* **WRITTEN PROBLEM**
Can you convert the items below into a two-column CSV with the headers "text" and "answer", one row per item, each field quoted and with line breaks replaced by spaces? Leave the pictures out.
■ ■ ■ ■ ■ ■ ■
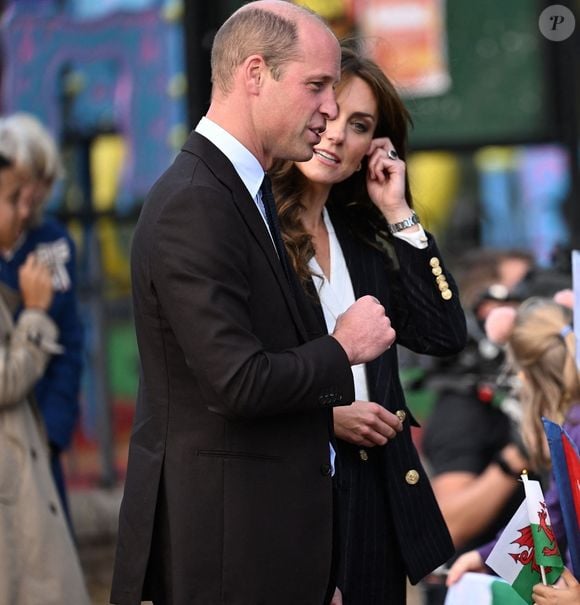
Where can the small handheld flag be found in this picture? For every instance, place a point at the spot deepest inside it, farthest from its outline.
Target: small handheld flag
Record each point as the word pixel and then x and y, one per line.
pixel 526 552
pixel 566 469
■ ■ ■ ■ ■ ■ ■
* **SOLUTION FOR THIS PROBLEM**
text,answer
"Where can the small handheld flag be found in this picture? For every instance, place a point at the spot deepest inside it, farthest from its outline. Target: small handheld flag Record each point as the word pixel and then x and y, one per line.","pixel 526 552 pixel 566 469"